### SET TASK
Transcribe the entries that follow exactly as they appear, minus pictures.

□ □ □ □ □ □ □

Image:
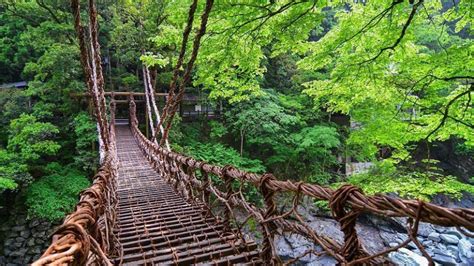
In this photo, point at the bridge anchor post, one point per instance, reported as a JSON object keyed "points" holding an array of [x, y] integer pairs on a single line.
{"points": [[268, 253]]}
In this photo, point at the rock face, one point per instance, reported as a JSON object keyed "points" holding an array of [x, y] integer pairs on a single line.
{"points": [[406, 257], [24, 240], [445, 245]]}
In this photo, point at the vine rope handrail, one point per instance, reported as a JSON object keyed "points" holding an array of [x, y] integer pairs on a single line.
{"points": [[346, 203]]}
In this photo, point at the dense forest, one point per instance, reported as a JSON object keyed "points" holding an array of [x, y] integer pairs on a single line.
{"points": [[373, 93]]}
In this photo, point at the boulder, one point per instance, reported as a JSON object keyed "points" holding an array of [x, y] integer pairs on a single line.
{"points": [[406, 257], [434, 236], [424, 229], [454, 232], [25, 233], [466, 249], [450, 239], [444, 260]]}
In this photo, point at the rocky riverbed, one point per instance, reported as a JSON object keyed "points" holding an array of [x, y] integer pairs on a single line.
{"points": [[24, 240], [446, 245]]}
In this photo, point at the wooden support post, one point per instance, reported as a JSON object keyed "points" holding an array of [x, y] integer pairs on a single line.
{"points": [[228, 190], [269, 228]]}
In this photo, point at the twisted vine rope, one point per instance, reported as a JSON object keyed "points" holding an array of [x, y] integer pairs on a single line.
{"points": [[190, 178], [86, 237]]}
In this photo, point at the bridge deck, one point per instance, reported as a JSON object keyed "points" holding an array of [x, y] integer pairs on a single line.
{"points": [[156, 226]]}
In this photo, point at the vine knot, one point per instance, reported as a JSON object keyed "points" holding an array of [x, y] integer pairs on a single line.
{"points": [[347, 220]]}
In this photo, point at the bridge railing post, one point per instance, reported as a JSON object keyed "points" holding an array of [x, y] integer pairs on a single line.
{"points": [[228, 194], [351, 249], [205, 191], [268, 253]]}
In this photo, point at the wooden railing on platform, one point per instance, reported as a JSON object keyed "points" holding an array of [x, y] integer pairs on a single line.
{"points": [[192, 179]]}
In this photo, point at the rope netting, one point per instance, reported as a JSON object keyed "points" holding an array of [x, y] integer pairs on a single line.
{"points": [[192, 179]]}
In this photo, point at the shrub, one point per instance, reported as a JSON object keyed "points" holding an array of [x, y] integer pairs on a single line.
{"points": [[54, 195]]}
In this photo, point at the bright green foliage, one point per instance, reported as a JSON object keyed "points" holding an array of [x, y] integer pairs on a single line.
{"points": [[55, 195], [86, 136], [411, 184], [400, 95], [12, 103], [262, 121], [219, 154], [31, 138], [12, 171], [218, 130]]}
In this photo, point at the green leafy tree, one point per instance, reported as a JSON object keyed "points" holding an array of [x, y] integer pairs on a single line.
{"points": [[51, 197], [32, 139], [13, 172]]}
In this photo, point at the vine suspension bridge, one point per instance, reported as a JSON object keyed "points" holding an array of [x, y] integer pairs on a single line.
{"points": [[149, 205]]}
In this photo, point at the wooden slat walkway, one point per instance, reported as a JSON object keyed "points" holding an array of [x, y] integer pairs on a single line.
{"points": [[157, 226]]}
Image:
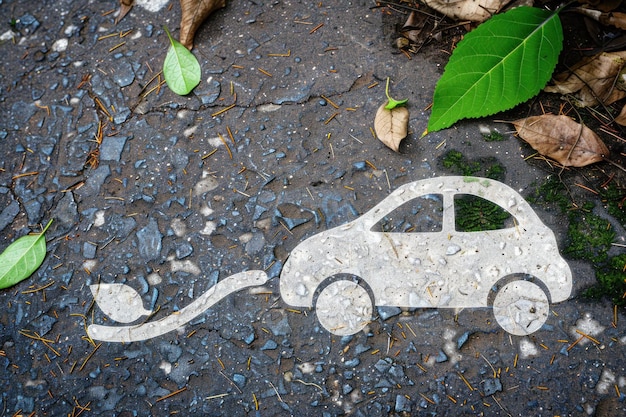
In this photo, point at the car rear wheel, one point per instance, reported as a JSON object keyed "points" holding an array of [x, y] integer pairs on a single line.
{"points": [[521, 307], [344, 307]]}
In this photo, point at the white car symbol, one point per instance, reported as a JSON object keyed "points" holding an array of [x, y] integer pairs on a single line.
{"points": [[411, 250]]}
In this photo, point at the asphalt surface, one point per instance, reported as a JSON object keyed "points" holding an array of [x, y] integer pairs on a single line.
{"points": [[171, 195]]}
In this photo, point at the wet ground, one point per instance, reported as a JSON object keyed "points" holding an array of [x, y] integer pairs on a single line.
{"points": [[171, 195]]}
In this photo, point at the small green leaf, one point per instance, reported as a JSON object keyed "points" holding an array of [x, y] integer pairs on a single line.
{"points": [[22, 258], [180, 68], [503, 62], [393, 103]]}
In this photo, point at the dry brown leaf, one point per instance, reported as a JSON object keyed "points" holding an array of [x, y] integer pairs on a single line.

□ □ □ □ □ □ □

### THE RESULT
Image:
In this photo, point at the bridge anchor post, one point per instance, reported as a JSON object keyed "points" holding an array of [x, y] integer pairs on a single line.
{"points": [[268, 253]]}
In this photo, point at the rock face, one point per instance, reported as a JSON object keyed "points" holding an array of [x, y] integer pairs on a single line.
{"points": [[406, 257], [24, 240], [445, 245]]}
In this photo, point at the vine rope handrail, one point per instance, reported as a JSON object keyed "points" holding an array of [x, y] integer pairs on a single line.
{"points": [[346, 203]]}
In this photo, point at the dense forest, one point per instance, reported as a JSON object keyed "points" holding an array of [x, y] integer pairs on a single line.
{"points": [[373, 93]]}
In this photo, point at the boulder, one point per instance, reported as a JSON object keyed "points" holding an array of [x, y] integer pairs on a single line.
{"points": [[406, 257], [434, 236], [424, 229], [454, 232], [25, 233], [466, 249], [450, 239], [444, 260]]}
In this photo, point at the rocky riverbed, one point per instance, reported as a JSON object keyed "points" holding an array of [x, y] integer pairs on a single line.
{"points": [[24, 240], [446, 245]]}
In this photo, point at the wooden support post, one point per instance, reported as a JSON object keyed "points" holding an array of [x, y] integer pairs on a single line.
{"points": [[228, 190], [269, 228]]}
In this photo, point at the twisted vine rope, one point per instance, reported as a JSON object keyed "points" holding an array of [x, y] integer pairs on a single line.
{"points": [[190, 178], [86, 237]]}
In this photo, point at the bridge deck, one point per instance, reported as a JSON object keyed "points" holding an array of [x, y] integer pairs on a single line.
{"points": [[156, 226]]}
In this photo, point at the vine knot, one point per instance, reported as a JSON object keyed "points" holding an array of [x, y] integer pairs on a single line.
{"points": [[347, 220]]}
In this photo, point at the bridge railing post, one point per instance, reported as a JSON object keyed "points" holding an array of [x, y] integer pairs on a single line.
{"points": [[228, 194], [351, 249], [205, 191], [268, 253]]}
In this photo, point at the wooden railing on platform, one point per instance, reported as a JSON object keyed "points" holding an array of [x, y] integer pairs on a single line.
{"points": [[192, 179]]}
In this photo, point at the rope netting, one point per instance, reported as a JSON object keyed "points" holding an array of [x, y] integer pairs on a single line.
{"points": [[192, 179]]}
In this photo, point at the shrub, one point per instance, reported as a JSON object keyed "points" holding an array of [x, y] integer pairs on a single line.
{"points": [[54, 195]]}
In this photo, point at the bright green foliage, one point per instance, reported as a JSON object keyed "points" holding an array of [x, y] integer pairs on a single line.
{"points": [[55, 195], [86, 136], [411, 184], [400, 95], [12, 103], [262, 121], [219, 154], [31, 138], [12, 171], [218, 130]]}
In this photo, point at the green leafy tree, one point per instance, reported as a JSON object keyed "points" holding an array of [x, y] integer pairs on a single line.
{"points": [[51, 197], [32, 139], [13, 172]]}
In this photo, point at the vine suspension bridge, one point per instance, reported as a JSON object keyed "points" holding an array of [x, y] integer pairs on a single line.
{"points": [[149, 205]]}
In this photo, point at the wooden slat walkway, one point per instance, reported as a JSON object keyed "points" holding an array of [x, y] integer pairs on a single line.
{"points": [[157, 226]]}
Image:
In this photo, point at the car rear wheel, one point per instance, reported as a JSON object keyed "points" holding an array of [x, y] integer pairs on a single line.
{"points": [[521, 307], [344, 307]]}
In this photo, point at the white car symbol, one point per instance, reported as a JSON object keyed "points" holding an array of [x, y] integer pairs on a single line.
{"points": [[411, 250]]}
In this photo, point at the asphalt surface, one point per instance, reported as a JSON object keyed "points" holding an array of [x, y] integer pairs on a single line.
{"points": [[171, 195]]}
In this photo, point at the wet ground, one point per instance, reported as a JSON object keyed "points" holding an array of [x, y] integer pairs on a single line.
{"points": [[171, 195]]}
In this photo, point at the small green leaf, one point per instance, reported as a JSON object keyed "points" holding an array of [x, y] integer pairs on a single line.
{"points": [[22, 258], [180, 68], [503, 62], [393, 103]]}
In this photo, point at the dry brown leaf, one point per instance, reported as a JSON object keyed "points" holding an array of [x, y] integer pairs on a single line.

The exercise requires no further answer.